(Natural-language object grounding data)

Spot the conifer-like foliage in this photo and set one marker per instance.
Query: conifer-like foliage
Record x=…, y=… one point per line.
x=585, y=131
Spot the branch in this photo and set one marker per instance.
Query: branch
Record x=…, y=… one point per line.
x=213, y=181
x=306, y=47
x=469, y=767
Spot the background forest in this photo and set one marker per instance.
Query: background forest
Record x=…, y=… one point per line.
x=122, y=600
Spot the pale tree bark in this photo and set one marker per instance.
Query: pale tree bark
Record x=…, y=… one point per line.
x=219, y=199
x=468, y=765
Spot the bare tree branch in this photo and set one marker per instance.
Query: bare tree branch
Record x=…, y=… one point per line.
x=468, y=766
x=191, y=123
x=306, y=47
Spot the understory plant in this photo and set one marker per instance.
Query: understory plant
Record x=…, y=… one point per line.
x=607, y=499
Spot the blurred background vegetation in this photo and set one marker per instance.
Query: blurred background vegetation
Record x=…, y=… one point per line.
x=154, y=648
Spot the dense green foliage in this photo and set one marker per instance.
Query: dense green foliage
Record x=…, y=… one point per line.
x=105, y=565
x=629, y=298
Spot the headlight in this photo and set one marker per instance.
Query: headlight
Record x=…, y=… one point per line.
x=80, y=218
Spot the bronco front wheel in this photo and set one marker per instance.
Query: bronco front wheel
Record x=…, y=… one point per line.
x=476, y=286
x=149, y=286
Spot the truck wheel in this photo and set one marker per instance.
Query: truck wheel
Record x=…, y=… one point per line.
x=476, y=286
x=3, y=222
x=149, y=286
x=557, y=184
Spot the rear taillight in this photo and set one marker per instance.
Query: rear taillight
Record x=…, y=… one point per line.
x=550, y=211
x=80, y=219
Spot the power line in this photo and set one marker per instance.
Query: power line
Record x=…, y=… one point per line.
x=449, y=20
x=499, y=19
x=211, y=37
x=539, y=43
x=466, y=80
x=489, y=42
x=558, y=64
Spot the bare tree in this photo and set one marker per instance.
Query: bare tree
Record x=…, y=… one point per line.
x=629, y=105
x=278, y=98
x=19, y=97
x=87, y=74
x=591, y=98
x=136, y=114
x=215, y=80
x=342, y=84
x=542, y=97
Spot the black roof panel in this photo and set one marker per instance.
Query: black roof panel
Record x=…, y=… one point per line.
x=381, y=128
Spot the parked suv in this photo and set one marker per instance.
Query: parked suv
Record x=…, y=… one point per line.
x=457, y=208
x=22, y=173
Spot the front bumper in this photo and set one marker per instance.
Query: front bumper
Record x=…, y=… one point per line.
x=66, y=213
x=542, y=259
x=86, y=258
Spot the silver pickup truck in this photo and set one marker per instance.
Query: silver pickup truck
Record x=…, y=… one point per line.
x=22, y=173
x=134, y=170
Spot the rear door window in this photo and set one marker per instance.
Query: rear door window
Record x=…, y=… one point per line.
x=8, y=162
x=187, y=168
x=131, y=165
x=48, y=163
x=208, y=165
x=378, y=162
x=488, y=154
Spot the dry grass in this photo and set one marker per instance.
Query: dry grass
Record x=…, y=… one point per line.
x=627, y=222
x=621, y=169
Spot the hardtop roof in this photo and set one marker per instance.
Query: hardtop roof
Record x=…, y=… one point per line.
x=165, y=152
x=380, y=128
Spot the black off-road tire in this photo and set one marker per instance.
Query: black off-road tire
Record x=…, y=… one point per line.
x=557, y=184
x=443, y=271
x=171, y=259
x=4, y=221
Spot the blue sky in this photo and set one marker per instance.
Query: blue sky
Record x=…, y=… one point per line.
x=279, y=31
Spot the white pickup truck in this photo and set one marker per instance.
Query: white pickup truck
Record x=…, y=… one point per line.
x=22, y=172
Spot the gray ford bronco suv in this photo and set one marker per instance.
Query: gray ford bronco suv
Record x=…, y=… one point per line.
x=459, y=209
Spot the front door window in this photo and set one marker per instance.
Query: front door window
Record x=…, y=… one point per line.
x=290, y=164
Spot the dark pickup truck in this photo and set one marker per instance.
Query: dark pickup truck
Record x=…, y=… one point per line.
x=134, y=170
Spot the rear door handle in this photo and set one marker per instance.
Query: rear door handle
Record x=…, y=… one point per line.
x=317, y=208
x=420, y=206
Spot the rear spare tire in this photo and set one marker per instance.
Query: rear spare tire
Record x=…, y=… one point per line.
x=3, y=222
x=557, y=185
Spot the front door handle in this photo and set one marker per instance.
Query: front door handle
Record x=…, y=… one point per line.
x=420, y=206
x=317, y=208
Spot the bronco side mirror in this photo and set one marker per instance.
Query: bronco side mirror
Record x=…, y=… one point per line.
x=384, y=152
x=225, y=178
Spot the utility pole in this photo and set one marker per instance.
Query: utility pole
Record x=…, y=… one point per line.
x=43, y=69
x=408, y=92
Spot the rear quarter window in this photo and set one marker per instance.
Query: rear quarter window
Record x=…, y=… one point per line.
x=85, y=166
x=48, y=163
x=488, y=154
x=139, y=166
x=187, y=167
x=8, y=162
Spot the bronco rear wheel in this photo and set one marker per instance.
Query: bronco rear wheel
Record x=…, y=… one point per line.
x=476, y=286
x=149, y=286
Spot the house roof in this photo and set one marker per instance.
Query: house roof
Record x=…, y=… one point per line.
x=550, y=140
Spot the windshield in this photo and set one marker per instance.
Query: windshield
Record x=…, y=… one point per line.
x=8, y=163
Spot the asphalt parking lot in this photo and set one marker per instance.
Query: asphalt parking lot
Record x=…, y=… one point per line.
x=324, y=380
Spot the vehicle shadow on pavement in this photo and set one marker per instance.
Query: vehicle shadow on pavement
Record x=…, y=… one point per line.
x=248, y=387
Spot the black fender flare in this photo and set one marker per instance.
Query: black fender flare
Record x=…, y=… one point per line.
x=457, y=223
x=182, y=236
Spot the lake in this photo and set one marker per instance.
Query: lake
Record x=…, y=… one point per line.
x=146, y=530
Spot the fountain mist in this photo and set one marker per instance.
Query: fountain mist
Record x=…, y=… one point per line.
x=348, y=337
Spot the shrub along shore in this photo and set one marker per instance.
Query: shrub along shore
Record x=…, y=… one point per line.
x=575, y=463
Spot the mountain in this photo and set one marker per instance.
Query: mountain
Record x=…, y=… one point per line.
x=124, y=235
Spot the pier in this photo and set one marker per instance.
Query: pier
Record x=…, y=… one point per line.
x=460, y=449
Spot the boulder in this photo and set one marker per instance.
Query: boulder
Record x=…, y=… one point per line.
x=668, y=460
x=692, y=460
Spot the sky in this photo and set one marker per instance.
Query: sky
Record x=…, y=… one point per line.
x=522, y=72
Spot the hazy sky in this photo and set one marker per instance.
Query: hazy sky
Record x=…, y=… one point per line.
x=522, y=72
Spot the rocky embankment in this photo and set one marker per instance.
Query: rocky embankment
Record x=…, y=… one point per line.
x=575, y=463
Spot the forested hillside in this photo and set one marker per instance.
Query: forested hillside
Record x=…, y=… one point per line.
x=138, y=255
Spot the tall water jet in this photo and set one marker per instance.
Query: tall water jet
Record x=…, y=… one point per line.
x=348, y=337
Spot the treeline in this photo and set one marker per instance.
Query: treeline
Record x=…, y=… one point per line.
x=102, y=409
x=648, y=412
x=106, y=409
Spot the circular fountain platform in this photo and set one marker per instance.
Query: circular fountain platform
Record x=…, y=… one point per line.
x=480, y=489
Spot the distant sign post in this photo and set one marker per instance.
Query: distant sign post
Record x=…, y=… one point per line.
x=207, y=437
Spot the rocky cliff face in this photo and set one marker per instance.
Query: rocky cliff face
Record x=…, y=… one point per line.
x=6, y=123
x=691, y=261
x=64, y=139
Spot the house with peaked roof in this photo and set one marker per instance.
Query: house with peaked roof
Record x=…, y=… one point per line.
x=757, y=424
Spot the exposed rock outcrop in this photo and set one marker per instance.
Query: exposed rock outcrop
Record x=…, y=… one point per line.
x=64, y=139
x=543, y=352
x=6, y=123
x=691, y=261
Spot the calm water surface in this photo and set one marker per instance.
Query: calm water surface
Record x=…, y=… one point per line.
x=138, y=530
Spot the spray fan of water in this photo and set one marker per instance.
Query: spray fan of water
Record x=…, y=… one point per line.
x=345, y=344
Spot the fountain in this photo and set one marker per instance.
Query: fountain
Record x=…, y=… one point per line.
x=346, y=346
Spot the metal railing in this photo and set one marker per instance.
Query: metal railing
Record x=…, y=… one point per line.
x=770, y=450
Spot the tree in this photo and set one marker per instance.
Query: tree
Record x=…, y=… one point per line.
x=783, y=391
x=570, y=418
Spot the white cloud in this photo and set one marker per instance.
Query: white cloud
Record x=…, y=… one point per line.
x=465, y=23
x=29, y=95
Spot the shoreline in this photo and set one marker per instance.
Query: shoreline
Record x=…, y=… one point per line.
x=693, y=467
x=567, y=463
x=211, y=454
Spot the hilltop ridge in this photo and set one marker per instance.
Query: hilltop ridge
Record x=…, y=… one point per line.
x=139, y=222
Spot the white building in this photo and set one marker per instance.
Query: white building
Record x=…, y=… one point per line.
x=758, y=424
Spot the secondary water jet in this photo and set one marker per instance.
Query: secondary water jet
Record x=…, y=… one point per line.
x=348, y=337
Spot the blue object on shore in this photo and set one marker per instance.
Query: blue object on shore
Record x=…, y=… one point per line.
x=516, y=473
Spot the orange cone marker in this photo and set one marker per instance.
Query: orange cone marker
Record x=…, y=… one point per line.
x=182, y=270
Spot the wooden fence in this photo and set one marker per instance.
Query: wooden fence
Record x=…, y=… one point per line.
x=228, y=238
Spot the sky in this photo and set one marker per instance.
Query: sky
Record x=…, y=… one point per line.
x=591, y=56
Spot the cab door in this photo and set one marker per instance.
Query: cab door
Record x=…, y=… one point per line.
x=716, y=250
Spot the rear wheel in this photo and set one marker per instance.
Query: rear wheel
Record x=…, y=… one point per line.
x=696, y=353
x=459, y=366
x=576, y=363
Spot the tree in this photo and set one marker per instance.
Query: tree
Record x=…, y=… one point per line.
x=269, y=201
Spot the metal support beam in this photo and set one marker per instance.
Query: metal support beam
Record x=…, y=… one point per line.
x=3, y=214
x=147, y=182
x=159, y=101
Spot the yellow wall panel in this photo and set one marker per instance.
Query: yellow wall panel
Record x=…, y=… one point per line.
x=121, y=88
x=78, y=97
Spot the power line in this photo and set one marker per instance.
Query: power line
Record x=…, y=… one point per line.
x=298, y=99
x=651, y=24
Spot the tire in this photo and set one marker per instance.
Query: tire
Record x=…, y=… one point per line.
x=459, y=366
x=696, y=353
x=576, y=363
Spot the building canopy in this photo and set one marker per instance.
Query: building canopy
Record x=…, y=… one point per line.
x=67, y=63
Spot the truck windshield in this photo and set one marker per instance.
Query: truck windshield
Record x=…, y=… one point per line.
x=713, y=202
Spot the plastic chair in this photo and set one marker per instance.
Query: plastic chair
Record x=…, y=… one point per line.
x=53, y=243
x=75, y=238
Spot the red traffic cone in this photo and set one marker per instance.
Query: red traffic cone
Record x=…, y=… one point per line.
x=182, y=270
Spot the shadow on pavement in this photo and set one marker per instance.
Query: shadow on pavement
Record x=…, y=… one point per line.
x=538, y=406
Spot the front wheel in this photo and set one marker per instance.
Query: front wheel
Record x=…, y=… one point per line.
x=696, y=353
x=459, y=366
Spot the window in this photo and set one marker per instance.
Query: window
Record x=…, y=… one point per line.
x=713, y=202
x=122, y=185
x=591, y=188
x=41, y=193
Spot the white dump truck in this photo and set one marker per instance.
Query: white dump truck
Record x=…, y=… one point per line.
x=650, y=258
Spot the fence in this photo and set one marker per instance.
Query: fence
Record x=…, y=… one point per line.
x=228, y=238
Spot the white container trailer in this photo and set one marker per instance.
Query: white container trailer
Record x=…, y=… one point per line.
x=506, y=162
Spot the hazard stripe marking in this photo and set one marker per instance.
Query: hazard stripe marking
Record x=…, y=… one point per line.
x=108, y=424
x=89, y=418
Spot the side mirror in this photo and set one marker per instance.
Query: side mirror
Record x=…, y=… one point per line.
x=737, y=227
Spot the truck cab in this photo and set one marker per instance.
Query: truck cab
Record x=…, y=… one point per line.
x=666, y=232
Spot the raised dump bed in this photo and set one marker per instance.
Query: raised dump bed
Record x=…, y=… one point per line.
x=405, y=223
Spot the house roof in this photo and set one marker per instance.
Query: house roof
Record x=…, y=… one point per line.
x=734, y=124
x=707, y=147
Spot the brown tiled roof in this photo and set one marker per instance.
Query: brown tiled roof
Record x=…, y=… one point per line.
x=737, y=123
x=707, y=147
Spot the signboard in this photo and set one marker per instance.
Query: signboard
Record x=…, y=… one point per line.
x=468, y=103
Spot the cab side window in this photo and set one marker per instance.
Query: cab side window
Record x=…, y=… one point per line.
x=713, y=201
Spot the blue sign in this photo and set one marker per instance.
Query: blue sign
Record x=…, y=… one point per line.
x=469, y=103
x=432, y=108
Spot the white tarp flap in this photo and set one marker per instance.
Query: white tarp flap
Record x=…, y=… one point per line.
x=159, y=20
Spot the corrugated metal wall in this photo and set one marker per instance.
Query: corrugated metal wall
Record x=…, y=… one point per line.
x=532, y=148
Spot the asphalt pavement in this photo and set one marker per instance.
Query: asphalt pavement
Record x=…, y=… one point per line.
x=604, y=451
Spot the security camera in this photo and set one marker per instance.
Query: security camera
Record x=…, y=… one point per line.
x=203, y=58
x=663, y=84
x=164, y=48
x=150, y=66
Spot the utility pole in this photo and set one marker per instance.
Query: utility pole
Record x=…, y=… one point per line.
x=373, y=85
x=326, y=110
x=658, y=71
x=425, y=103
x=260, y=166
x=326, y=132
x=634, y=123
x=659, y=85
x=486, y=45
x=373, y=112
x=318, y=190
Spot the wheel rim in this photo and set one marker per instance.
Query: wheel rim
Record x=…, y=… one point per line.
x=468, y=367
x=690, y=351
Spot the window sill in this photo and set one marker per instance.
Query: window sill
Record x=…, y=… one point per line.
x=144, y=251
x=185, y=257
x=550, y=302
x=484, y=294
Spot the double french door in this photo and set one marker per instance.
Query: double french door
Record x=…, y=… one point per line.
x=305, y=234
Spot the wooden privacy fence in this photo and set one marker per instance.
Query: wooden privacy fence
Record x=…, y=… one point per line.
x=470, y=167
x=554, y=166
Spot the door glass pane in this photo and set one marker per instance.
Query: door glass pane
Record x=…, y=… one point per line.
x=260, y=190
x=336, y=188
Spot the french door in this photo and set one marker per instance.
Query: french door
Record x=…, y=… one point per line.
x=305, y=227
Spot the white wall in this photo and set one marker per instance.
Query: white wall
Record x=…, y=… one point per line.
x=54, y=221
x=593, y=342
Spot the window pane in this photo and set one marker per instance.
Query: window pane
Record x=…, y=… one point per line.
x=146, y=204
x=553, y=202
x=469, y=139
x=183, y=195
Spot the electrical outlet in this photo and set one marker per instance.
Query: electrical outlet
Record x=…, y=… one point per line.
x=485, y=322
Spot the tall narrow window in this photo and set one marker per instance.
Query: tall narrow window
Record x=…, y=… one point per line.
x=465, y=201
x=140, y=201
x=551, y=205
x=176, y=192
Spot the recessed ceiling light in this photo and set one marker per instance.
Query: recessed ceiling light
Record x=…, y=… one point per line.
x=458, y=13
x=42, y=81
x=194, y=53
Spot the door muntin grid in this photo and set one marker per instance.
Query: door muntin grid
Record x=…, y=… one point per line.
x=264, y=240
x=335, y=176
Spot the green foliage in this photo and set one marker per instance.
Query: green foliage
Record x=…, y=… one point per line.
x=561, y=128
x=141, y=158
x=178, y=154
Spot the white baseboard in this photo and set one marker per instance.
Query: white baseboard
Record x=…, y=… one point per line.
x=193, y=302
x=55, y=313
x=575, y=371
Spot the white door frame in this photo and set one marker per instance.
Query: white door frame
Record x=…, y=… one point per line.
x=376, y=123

Exercise requirements: From the line that has "Query: black roof panel" through the line that has "Spot the front bumper", copy every line exactly as it appears above, and leave out all others.

The completed task:
Query: black roof panel
Record x=…, y=… one point per line.
x=381, y=128
Spot the parked suv in this photo and set one marker per instance.
Query: parked suv
Record x=…, y=… one point per line.
x=457, y=208
x=22, y=173
Spot the front bumper in this photo and set one marker per instance.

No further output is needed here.